» **Records for the exercise**
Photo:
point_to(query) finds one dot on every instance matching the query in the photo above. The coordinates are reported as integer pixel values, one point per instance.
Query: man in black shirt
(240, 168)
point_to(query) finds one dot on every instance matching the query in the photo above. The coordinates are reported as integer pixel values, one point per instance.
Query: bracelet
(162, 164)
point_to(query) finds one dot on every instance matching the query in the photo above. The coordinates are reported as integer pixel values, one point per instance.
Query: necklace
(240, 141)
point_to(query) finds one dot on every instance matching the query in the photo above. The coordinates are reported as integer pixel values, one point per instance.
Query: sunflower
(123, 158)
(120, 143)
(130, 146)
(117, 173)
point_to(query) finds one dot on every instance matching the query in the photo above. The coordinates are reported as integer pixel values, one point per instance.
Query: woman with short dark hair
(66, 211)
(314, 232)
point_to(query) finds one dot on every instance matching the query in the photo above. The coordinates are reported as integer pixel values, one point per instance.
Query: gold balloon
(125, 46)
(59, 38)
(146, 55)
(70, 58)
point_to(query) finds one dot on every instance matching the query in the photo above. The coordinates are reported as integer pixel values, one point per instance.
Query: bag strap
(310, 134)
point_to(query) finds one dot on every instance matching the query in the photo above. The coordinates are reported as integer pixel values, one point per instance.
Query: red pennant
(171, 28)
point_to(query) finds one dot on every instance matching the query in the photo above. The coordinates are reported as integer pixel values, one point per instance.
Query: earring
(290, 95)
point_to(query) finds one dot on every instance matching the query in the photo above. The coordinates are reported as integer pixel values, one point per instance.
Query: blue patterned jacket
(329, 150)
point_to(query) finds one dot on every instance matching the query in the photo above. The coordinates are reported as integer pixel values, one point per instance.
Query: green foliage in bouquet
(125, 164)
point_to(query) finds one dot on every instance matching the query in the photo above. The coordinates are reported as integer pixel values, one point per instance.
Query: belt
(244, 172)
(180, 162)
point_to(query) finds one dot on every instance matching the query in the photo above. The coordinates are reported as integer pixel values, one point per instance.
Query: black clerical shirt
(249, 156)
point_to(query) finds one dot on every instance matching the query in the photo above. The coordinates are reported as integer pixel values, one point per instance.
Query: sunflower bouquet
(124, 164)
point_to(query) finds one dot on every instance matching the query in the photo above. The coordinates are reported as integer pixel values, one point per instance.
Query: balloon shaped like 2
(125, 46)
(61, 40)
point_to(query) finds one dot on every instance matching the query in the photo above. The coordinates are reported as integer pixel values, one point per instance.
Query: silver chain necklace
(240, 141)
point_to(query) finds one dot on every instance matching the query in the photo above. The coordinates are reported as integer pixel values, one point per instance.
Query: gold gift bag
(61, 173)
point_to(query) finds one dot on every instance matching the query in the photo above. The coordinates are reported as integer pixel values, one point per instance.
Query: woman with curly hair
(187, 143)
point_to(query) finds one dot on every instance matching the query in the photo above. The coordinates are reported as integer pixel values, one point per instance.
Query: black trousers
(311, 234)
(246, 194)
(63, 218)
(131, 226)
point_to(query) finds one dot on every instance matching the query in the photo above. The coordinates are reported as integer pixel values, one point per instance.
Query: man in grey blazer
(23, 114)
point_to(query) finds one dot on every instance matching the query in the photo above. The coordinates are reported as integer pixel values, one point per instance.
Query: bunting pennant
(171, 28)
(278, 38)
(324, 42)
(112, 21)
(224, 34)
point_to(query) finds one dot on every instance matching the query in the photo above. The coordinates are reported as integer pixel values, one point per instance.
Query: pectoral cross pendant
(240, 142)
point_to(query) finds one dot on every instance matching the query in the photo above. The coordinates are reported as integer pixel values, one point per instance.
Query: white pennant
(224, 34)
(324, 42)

» **Problem to work on**
Retype every record above exactly as written.

» **Answer for the task**
Photo:
point_to(query) finds one dot on every instance matching the query in the photo above. The coordinates are reported as integer pixel values, one point per instance.
Query: man in black shirt
(240, 168)
point_to(query) finds one dot on every instance matching the query in the photo above. The coordinates are reported as integer pixel values, one point per instance.
Query: bracelet
(162, 164)
point_to(query) finds one dot on every instance matching the query in the photo above. The coordinates are reported as integer pixel values, one point per instance.
Query: necklace
(240, 141)
point_to(query) finds one dot on every instance matching the query in the photo above. The coordinates are reported as integer pixel values, one point per instance.
Query: sunflower
(123, 158)
(120, 143)
(130, 146)
(117, 173)
point_to(query) finds one dot on every instance matching the query in the photo above. The coordinates are reported as integer pixel values, one point per instance.
Query: woman with short dark hair
(66, 211)
(314, 232)
point_to(query) finds one dot on every instance matching the query in the photo above. The coordinates are reported as integer pixel values, one point per instance.
Query: gold balloon
(125, 46)
(59, 38)
(146, 55)
(70, 58)
point_to(query) finds one dot on every instance matching the query in the photo above. The coordinates are reported as integer pixel values, one point per instance.
Query: bag strap
(310, 134)
point_to(query) finds one dot on every instance matching the query in the photo above. The coordinates are reported as integer pixel values, one point per instance.
Query: red pennant
(171, 28)
point_to(query) finds one dot on every instance matching the query in the photo above. The coordinates are reported as integer pixel values, one point per instance.
Query: earring
(290, 95)
point_to(query) finds one dot on every instance matching the query in the photo above. The coordinates are reported as integer pixel values, one point per instance.
Query: blue patterned jacket
(329, 150)
point_to(query) finds one dot on every instance matching the query in the photo above. The coordinates are reported as integer pixel values, one point per instance.
Query: green foliage in bouquet
(125, 164)
point_to(query) finds one dot on every instance matching the query in the photo above. The coordinates are reported as integer pixel values, one point per instance.
Query: belt
(244, 172)
(180, 162)
point_to(query) finds one dot on every instance matching the query in the photo above. The coordinates are reported as integer pixel values, one point per instance.
Query: black clerical shirt
(249, 156)
point_to(query) finds one dot on every instance matching the query in the photo above. The coordinates are reported as integer pixel values, one point per instance.
Query: sunflower bouquet
(124, 164)
point_to(query) finds one dot on every instance matching the query in the photo above. The coordinates are reported as integer pixel values, one point per instance.
Query: balloon shaped like 2
(125, 46)
(61, 40)
point_to(query) finds one dot on every instance matching the query in the photo above. The coordinates are reported as integer pixel values, one point per instance.
Query: silver chain necklace
(240, 141)
point_to(query) finds one dot on every instance matching the query in the photo above. The coordinates are reported as integer pixel values, one point per instance.
Query: gold gift bag
(61, 173)
point_to(query) finds one dot on every instance matching the query in the photo above. The coordinates are reported as integer pixel values, one point per instance.
Query: woman with curly hair
(187, 143)
point_to(query) finds one dot on every instance matching the query in the photo above. The coordinates are reported as integer pixel values, one point per instance.
Query: black trousers
(311, 234)
(246, 194)
(63, 218)
(131, 226)
point_to(query) finds one dot on every instance matching the query in the photo above. The coordinates are reported as integer pixel values, one point per instance.
Query: man in grey blazer
(23, 114)
point_to(query) finds one dot on every instance matching the query in the photo above. The coordinates are reported as integer pixel values, one point per instance.
Query: bunting pennant
(171, 28)
(278, 38)
(324, 42)
(112, 21)
(224, 34)
point_to(query) finds one dot on every instance matching the query in the photo above. The coordinates are reported as integer pixel values, one point per instance.
Query: pectoral cross pendant
(240, 142)
point_to(query) finds one dot on every instance matching the query in the photo above. The coordinates are reported as integer pixel values, one point per instance.
Query: white pennant
(224, 34)
(324, 42)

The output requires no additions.